··· Exercise input

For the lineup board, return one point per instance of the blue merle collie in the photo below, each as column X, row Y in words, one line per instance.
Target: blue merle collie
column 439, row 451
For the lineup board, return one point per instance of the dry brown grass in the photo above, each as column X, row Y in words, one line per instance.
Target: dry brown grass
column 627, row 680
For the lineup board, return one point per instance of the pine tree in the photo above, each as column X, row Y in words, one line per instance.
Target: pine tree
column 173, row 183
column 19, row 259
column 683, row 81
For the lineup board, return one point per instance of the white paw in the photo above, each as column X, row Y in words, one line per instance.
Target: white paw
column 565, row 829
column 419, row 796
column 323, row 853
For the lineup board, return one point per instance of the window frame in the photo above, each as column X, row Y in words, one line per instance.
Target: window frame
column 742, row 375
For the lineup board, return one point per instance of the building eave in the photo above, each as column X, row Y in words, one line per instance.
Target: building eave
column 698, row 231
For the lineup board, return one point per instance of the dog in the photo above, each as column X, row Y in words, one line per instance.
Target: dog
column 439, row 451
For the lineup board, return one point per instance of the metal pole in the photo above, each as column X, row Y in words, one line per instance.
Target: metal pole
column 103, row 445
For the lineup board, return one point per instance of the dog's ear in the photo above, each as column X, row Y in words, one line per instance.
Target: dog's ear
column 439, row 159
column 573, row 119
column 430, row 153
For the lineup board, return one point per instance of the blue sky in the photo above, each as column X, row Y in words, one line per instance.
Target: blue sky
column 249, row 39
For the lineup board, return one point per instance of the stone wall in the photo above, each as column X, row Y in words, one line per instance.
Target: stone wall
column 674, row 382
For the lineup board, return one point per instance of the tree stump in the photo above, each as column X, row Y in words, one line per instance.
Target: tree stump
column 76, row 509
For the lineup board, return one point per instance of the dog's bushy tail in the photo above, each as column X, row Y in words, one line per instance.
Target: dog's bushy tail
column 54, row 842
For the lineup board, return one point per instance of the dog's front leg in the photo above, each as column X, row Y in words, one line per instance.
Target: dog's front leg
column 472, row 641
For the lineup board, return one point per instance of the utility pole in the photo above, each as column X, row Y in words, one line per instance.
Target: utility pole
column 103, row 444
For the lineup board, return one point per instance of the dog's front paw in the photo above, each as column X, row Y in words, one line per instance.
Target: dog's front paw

······

» Set exercise: Copy out all the data above, replacing each "lineup board" with "roster page" and leaving everything else unchanged.

» Answer in full:
For the roster page, return one point per instance of the blue merle collie in the photo below, each as column X, row Y in words, one line per instance.
Target: blue merle collie
column 439, row 451
For the roster page, return one point per instance of the dry brown grass in the photo above, each as column X, row Y in words, one line per instance.
Target: dry brown grass
column 627, row 680
For the roster page, return one point per instance of the pine tree in the photo above, each as column X, row Y in words, one line per instance.
Target: pine tree
column 173, row 183
column 19, row 259
column 683, row 81
For the roster page, return one point per instance of the white paw in the photo above, each as column X, row Y in words, one line per instance.
Target: white paw
column 565, row 829
column 419, row 796
column 323, row 853
For the roster page, return one point per instance of the window frame in the photo above, each as column X, row Y in words, one line per instance.
Target: window frame
column 742, row 375
For the roster page, return one point per instance of the building eave in the photo above, each as column X, row Y in words, one line per instance.
Target: building eave
column 698, row 231
For the roster page, return one point per instance of the dog in the photo above, each as column X, row Y in words, one line per instance.
Target: dog
column 439, row 451
For the roster page, return one point per instance of the metal pole in the photo above, each as column X, row Y in words, one line per instance.
Target: metal pole
column 103, row 445
For the roster page, return one point per instance of the dog's ear in the photo above, each as column X, row Y in words, one line per instance.
Target: dog's ear
column 439, row 159
column 573, row 119
column 430, row 153
For the roster page, return one point per instance of the blue sky in the photo above, each as column X, row Y in words, one line per instance.
Target: blue sky
column 249, row 39
For the roster page, return one point per instance of the stone wall in the photo above, each as column X, row Y in words, one line per instance.
Target: stone wall
column 674, row 382
For the roster page, return one point per instance of the tree stump in the photo above, each as column X, row Y in words, one line per instance.
Target: tree stump
column 76, row 509
For the roster page, return one point per instance of the dog's bushy tail in the photo above, each as column X, row Y in words, one line per instance.
Target: dog's bushy tail
column 54, row 842
For the roster page, return one point per instance of the dog's front leg in the photo above, each as column X, row Y in words, one line per instance.
Target: dog's front leg
column 472, row 641
For the roster page, return one point per instance of the utility pole in the photo above, each as column X, row Y in words, one line per instance.
Target: utility pole
column 103, row 444
For the roster page, return one point per instance of the dog's front paw in the photo above, each as column X, row Y in words, one line per instance.
Target: dog's front paw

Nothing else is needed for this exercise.